> _CONSEGNA ASSEGNATA 1_
Nell'intervento sulla libertà di stampa, a chi doveva servire soprattutto la Carta europea per la libertà di stampa?

> _TESTO DEL DOCUMENTO_
━━━━━━━━━━━━━━━━
Viviane Reding, membro della Commissione – (EN) Signora Presidente, ritengo che questa discussione sia stata molto importante, perché ha chiaramente dimostrato il profondo accordo di questo Parlamento sul fatto che la libertà di stampa non è legata a casi particolari, ma è la base della nostra Unione europea. Dobbiamo difenderla perché è un valore fondamentale, dobbiamo ribellarci quando non viene rispettata e dobbiamo intervenire se vi sono problemi da risolvere.
(Il Presidente chiede silenzio in Aula)
Quest'Aula concorda anche sul fatto che la libertà dei mezzi d’informazione è un problema da considerare in tutti gli Stati membri. Molti di voi sono arrivati da poco in questo Parlamento e quindi mi limiterò a ricordare l'iniziativa dei giornalisti europei per istituire una Carta europea per la libertà di stampa. Quest’ultima è stata redatta al fine di aiutare soprattutto i giornalisti dei nuovi Stati membri che avevano chiesto un sostegno da parte della comunità giornalistica.
━━━━━━━━━━━━━━━━
(Dati di annotazione delle immagini)

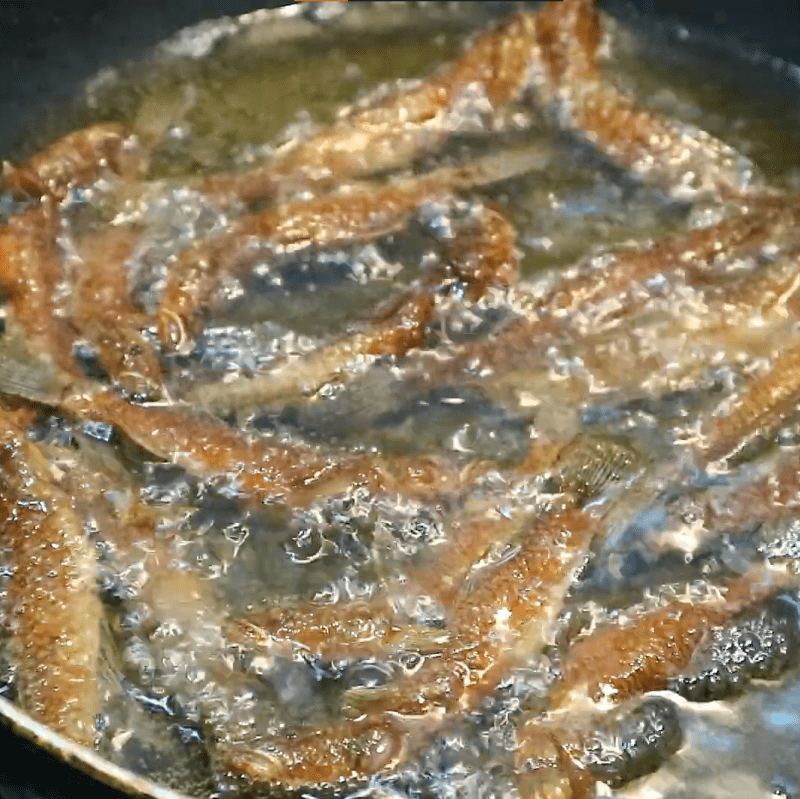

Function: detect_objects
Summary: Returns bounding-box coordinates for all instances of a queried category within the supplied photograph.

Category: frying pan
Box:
[0,0,800,799]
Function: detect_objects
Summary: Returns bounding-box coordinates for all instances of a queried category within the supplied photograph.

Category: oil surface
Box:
[0,3,800,799]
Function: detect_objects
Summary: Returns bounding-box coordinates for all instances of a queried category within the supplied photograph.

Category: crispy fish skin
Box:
[345,509,597,716]
[59,388,457,506]
[158,155,528,350]
[0,418,103,746]
[534,0,753,197]
[215,716,406,787]
[3,122,146,200]
[0,198,77,374]
[553,570,796,706]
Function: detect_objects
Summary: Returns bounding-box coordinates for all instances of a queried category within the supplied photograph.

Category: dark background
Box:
[0,0,800,799]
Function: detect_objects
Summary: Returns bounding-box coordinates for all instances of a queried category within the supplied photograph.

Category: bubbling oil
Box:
[0,4,800,799]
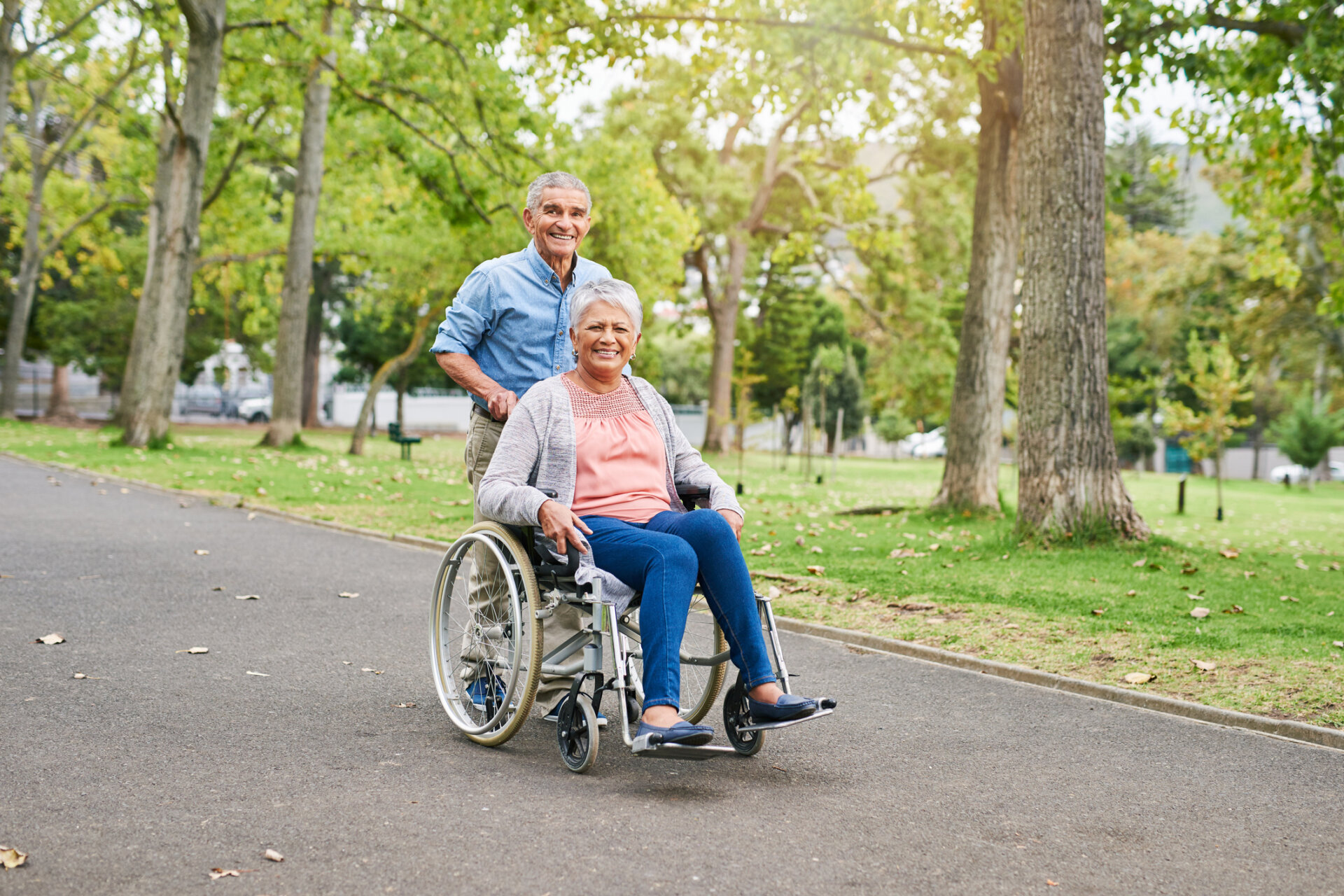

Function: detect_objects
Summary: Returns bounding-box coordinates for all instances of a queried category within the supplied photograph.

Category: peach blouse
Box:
[561,376,672,523]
━━━━━━━━━━━━━━━━
> _CONSEGNA ASSEGNATA 2_
Per favore riporta in una tabella Markdown con le colonne N. e Riga le righe dell'elenco, partendo dal suo inizio e proseguendo fino alla riga che contiene "[0,3,800,799]", inclusa. Ometti le righe vuote e le immagini.

> _SOLUZIONE ESERCIZIO 1_
Soprattutto ai giornalisti dei nuovi Stati membri, che avevano chiesto un sostegno da parte della comunità giornalistica.

> _SOLUZIONE ESERCIZIO 2_
| N. | Riga |
|---|---|
| 1 | Function: detect_objects |
| 2 | Summary: Returns bounding-box coordinates for all instances of a queried category within the supplied photograph. |
| 3 | Category: frying pan |
| 4 | Box: |
| 5 | [0,0,800,799] |
| 6 | Function: detect_objects |
| 7 | Summary: Returns bounding-box coordinates for all instances of a queried category within the supplied photograph. |
| 8 | Category: oil surface |
| 9 | Box: |
| 10 | [0,3,800,799] |